[[ Data, beginning ]]

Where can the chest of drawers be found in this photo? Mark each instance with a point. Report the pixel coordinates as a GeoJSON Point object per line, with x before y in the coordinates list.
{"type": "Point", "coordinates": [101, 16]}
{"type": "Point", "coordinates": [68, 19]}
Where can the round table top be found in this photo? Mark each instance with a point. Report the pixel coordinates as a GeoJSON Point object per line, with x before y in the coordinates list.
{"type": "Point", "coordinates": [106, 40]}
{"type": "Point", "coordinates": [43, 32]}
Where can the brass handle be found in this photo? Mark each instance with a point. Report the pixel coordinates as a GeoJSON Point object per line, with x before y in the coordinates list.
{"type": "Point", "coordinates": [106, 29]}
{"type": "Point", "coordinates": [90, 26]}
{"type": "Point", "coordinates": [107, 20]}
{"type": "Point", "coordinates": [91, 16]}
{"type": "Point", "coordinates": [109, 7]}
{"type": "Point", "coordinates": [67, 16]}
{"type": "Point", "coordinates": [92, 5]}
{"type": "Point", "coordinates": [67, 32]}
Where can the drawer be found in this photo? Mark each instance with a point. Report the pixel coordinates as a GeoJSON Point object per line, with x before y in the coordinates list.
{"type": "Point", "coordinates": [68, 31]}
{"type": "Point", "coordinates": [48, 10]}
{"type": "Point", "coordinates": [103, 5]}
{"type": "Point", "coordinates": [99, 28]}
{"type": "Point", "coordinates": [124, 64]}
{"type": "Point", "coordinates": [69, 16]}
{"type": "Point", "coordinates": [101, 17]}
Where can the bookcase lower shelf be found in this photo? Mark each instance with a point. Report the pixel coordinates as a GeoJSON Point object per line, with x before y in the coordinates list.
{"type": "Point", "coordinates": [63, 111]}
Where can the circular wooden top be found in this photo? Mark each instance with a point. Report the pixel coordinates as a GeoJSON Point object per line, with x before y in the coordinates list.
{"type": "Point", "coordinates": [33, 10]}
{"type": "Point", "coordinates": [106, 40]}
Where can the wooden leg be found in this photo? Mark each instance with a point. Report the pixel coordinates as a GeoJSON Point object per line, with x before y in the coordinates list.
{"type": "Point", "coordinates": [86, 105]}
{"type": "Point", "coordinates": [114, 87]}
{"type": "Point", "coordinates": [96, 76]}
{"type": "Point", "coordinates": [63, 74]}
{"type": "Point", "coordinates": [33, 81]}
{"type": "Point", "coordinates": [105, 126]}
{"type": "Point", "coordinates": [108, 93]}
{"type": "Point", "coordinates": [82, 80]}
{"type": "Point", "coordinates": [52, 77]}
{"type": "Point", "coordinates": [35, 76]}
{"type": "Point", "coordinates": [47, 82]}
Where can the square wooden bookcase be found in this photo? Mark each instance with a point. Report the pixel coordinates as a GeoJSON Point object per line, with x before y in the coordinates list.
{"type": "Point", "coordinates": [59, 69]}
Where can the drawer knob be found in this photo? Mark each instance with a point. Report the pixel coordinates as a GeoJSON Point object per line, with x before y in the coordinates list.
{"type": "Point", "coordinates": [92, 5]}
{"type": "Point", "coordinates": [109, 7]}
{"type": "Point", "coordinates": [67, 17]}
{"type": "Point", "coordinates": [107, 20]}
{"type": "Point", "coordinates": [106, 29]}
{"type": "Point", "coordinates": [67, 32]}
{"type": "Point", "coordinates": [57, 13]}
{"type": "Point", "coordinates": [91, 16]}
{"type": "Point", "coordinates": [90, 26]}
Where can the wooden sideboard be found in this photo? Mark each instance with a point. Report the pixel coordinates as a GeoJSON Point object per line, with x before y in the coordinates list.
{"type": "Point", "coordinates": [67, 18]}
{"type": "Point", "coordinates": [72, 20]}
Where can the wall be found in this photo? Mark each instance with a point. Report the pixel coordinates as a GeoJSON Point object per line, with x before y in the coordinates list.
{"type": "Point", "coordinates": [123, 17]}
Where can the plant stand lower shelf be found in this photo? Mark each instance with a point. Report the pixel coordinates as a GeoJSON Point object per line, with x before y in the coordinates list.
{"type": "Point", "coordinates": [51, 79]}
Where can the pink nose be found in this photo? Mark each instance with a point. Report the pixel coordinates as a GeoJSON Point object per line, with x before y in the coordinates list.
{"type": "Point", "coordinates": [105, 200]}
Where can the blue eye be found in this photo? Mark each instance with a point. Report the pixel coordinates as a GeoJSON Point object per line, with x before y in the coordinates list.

[[ Data, end ]]

== Work instruction ==
Each entry shown above should be copied out exactly.

== Result of the task ==
Where can the chest of drawers be found in this photo? Mark each instance with a point. Report the pixel coordinates as a GeoJSON Point object per line, with x before y in the coordinates list.
{"type": "Point", "coordinates": [101, 16]}
{"type": "Point", "coordinates": [68, 19]}
Where can the round table top be found in this photo? Mark each instance with a point. Report the pixel coordinates as a GeoJSON Point object per line, with x before y in the coordinates list.
{"type": "Point", "coordinates": [106, 40]}
{"type": "Point", "coordinates": [43, 32]}
Where can the brass handle be found in this photo? Mark each instance with a point. Report the pixel coordinates as a GeoJSON Point object per line, with x before y in the coordinates list.
{"type": "Point", "coordinates": [106, 29]}
{"type": "Point", "coordinates": [90, 26]}
{"type": "Point", "coordinates": [107, 20]}
{"type": "Point", "coordinates": [91, 16]}
{"type": "Point", "coordinates": [109, 7]}
{"type": "Point", "coordinates": [67, 16]}
{"type": "Point", "coordinates": [92, 5]}
{"type": "Point", "coordinates": [67, 32]}
Where can the drawer be found in this photo? Mark each instance with a point. Report the pixel coordinates as a GeoJSON Point object per line, with x before y in the coordinates list.
{"type": "Point", "coordinates": [68, 31]}
{"type": "Point", "coordinates": [48, 10]}
{"type": "Point", "coordinates": [103, 5]}
{"type": "Point", "coordinates": [99, 28]}
{"type": "Point", "coordinates": [124, 64]}
{"type": "Point", "coordinates": [69, 16]}
{"type": "Point", "coordinates": [101, 17]}
Where can the bookcase lower shelf be found in this photo? Mark each instance with a point. Report the pixel coordinates as a GeoJSON Point object per line, with x before y in the coordinates list.
{"type": "Point", "coordinates": [63, 111]}
Where can the circular wooden top be found in this photo? Mark each instance with a point. Report the pixel coordinates as a GeoJSON Point object per line, with x before y in the coordinates list.
{"type": "Point", "coordinates": [33, 10]}
{"type": "Point", "coordinates": [106, 40]}
Where can the wooden leg be found in this photo? Mark each instance with a point. Report the pixel coordinates as a GeoJSON Point object per line, with x before y in the coordinates list.
{"type": "Point", "coordinates": [86, 105]}
{"type": "Point", "coordinates": [114, 87]}
{"type": "Point", "coordinates": [96, 76]}
{"type": "Point", "coordinates": [63, 74]}
{"type": "Point", "coordinates": [33, 81]}
{"type": "Point", "coordinates": [105, 126]}
{"type": "Point", "coordinates": [108, 93]}
{"type": "Point", "coordinates": [82, 80]}
{"type": "Point", "coordinates": [52, 77]}
{"type": "Point", "coordinates": [35, 76]}
{"type": "Point", "coordinates": [47, 82]}
Where can the square wooden bookcase be found in this photo? Mark each instance with a point. Report the pixel coordinates as a GeoJSON Point object per line, with x before y in the coordinates list.
{"type": "Point", "coordinates": [59, 69]}
Where can the drawer knob be found in this photo? Mark each instance with a point. Report the pixel coordinates as a GeoJSON Point object per line, with x before y in the coordinates list.
{"type": "Point", "coordinates": [92, 5]}
{"type": "Point", "coordinates": [109, 7]}
{"type": "Point", "coordinates": [67, 17]}
{"type": "Point", "coordinates": [107, 20]}
{"type": "Point", "coordinates": [106, 29]}
{"type": "Point", "coordinates": [67, 32]}
{"type": "Point", "coordinates": [57, 13]}
{"type": "Point", "coordinates": [91, 16]}
{"type": "Point", "coordinates": [90, 26]}
Where can the wooden sideboard be found in this photo? Mark each instance with a point. Report the pixel coordinates as a GeoJSON Point object per line, with x before y in the coordinates list.
{"type": "Point", "coordinates": [67, 18]}
{"type": "Point", "coordinates": [72, 20]}
Where can the wall be found in this photo? Mark each instance with a point. Report the pixel coordinates as a GeoJSON Point object per line, with x before y in the coordinates list.
{"type": "Point", "coordinates": [123, 17]}
Where can the plant stand lower shelf be found in this photo? Mark each instance with a point. Report the pixel coordinates as a GeoJSON Point object per line, with x before y in the coordinates list.
{"type": "Point", "coordinates": [51, 79]}
Where can the pink nose be found in this photo? Mark each instance with a point. Report the pixel coordinates as a GeoJSON Point object per line, with x before y in the coordinates list.
{"type": "Point", "coordinates": [105, 200]}
Where can the blue eye be found in this photo? Mark each instance with a point. Report the pixel coordinates as a GeoJSON Point object per line, with x before y in the coordinates list.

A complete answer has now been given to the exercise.